Ausgewählter Text:
-------
# taz.de -- Debatte Wulff: Die herrschende Klasse
       
       > Wulffs Rücktritt wäre angemessen – relevant ist er allerdings nicht.
       > Wichtiger ist die Durchleuchtung des Geflechts von Politik und Ökonomie.
       
 (IMG) Bild: Ein Rücktritt von Wulff ist angebracht, löst aber das Problem nicht.
       
       Christian Wulff ist nominell Bundespräsident, aber vor allem symbolisiert
       er die aktuelle politische Klasse. Wulff steht für die oft harmlos
       daherkommende, in der Addition und Qualität vorhandener Beziehungen jedoch
       machtvoll entdemokratisierende Symbiose von politischer und ökonomischer
       Macht. Ob er zurücktritt, ist letztlich weniger relevant.
       
       Was passiert denn nach Ende der Personaldebatte? Das ist die entscheidende
       Frage. Sollte die Öffentlichkeit den eigentlichen Kern des Problems wieder
       aus dem Auge verlieren und stattdessen über weiche Faktoren wie "Würde",
       "Vertrauen" oder "Kommunikation" räsonieren, wäre nichts gewonnen.
       
       Das gilt erst recht, wenn im Falle einer neuen Kandidatenkür wiederum nur
       diese Kriterien diskutiert werden. Das Potenzial kritischer Öffentlichkeit
       hätte sich nur angedeutet. Die Medienmacht wäre zurückgekehrt in den warmen
       Schoß einer unhinterfragt bleibenden ökonomischen Vermachtung.
       
       ## Die Macht des Informellen
       
       Folgt man der Analyse des Elitentheoretikers Gaetano Mosca (1858-1941), so
       wird es immer eine herrschende und eine beherrschte Klasse geben. Die
       herrschende Klasse sei wesentlich kleiner, sichere ihre Machtposition aber
       durch die Fähigkeit zur Organisation und trage in der Regel
       familienähnliche Züge. Moscas These kann auch heute noch zur kritischen
       Politikanalyse herangezogen werden. Man muss sie anpassen und insbesondere
       der Informalität von Beziehungsstrukturen Beachtung schenken.
       
       Außerdem gilt es zu bedenken, dass die Beteiligten ihre eigene Position im
       Spiel bisweilen gar nicht wahrnehmen – vor allem, wenn es funktioniert.
       Wulffs Fall zeigt, welcher Dominoeffekt ausgelöst werden kann, wenn ein
       Teil des Beziehungsgeflechts zerreißt, in diesem Fall die informelle
       Allianz zwischen dem Bundespräsidenten und Bild. 
       
       Seitdem haben insbesondere drei Printmedien Wulff ins Visier genommen. Das
       ist trotz eines gehörigen Maßes an Klein-Klein und Spekulation berechtigt.
-------
Bereitgestellte Daten:
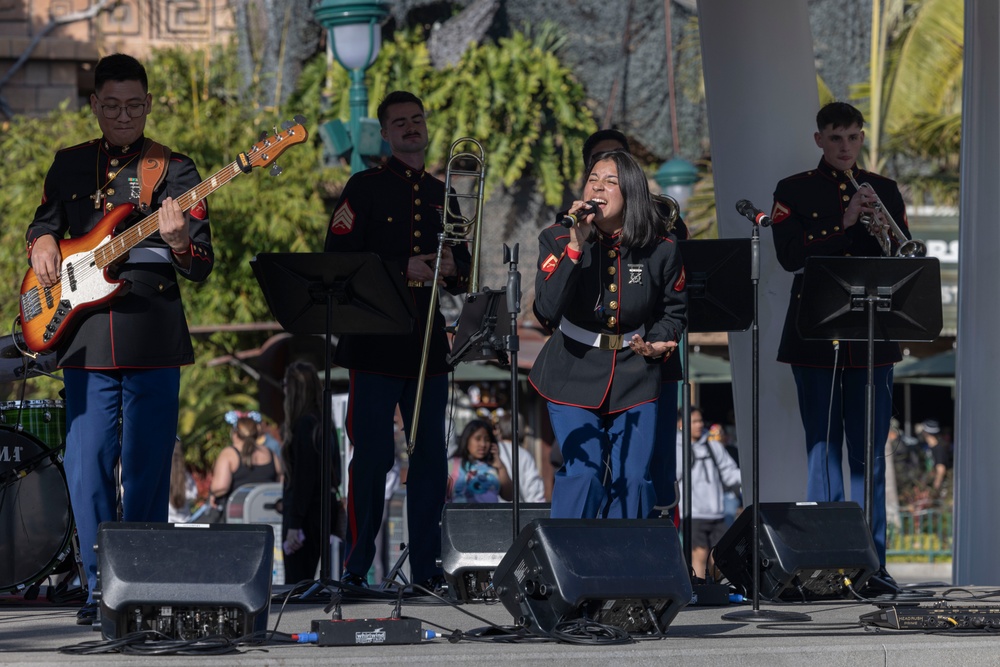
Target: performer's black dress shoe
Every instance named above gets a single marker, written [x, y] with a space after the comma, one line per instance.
[87, 614]
[880, 583]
-------
Textverständnis prüfen:
1 - Schreiben Sie aus dem Beitrag über Christian Wulff den Abschnitt von „Wulffs Fall zeigt, welcher“ bis „Bundespräsidenten und Bild.“ wortgetreu ab.
2 - Auf welchen Elitentheoretiker stützt sich der Beitrag über Christian Wulff bei seiner Analyse?
3 - Führen Sie den Beitrag über Christian Wulff im Anschluss an seinen letzten Satz weiter.
Die Daten stammen aus einer anderen Quelle als der Text.

Übersicht der Lösungen:
1 -
Wulffs Fall zeigt, welcher Dominoeffekt ausgelöst werden kann, wenn ein
       Teil des Beziehungsgeflechts zerreißt, in diesem Fall die informelle
       Allianz zwischen dem Bundespräsidenten und Bild.

2 - Auf Gaetano Mosca (1858-1941).

3 -
       Wulff hat den Landtag getäuscht und verkauft einen Kredit zu
       Traumkonditionen als Normalität. Die Allianz von Bild, Spiegel und FAZ ist
       dennoch einzigartig. Kommentare, Titelblätter und das Spiel über Bande
       spiegeln eine zwar unterschiedlich motivierte, aber mannschaftlich
       geschlossene Eindeutigkeit der Verurteilung. Deren Resonanzboden besteht
       darin, dass über Wulff sinnbildlich geurteilt wird.
       
       Unausgesprochen steht er für jene Angehörigen der politischen Klasse, deren
       programmatische Eigenleistungen über die attestierte
       Wirtschaftsfreundlichkeit hinaus im Nanobereich zu suchen sind. Nur so
       können selbstverständliche Sätze ("Der Islam gehört inzwischen auch zu
       Deutschland") als revolutionäre Aussprüche gedeutet werden. Das Verwalten
       des Politischen im Dienste der Wirtschaft paart sich häufig mit
       persönlichen Beziehungen zu ökonomischen Eliten, deren Existenz im
       Idealfall von der nun zerbrochenen Allianz zum Boulevard zugekleistert
       wird.
       
       In diesem Teich ist Wulff ein Fisch von eher bescheidenem Format. Wäre da
       nicht seine Position. Andere wurden pfleglicher behandelt, obwohl nach
       Ausscheiden aus dem Amt die Lobbyarbeit – Pardon! – Beratungstätigkeit mit
       Bezug zum ehemaligen Entscheidungsbereich zur üblichen Berufswahl gehört.
       Gerhard Schröder und Roland Koch sind nur die bekanntesten Protagonisten
       einer unlauteren, aber rechtlich offenbar tolerablen Praxis.
       
       Die absolute Trennung von Politik und Ökonomie mag man wahlweise als Relikt
       antiker Philosophie oder utopisches Ziel ansehen. Die systematische
       Missachtung und Umkehrung des Prinzips untergräbt jedoch die Demokratie.
       
       Dafür steht etwa die Besetzung und Arbeitsweise der "Hartz-Kommission" im
       Jahr 2002, wo zwei Gewerkschaftsvertretern die Zustimmung zu den Eckpunkten
       der gleichnamigen Reform abgerungen wurde. Dafür stehen die handverlesenen
       Wirtschaftsdelegationen, mit denen Guido Westerwelle seine ersten
       Auslandsreisen antrat.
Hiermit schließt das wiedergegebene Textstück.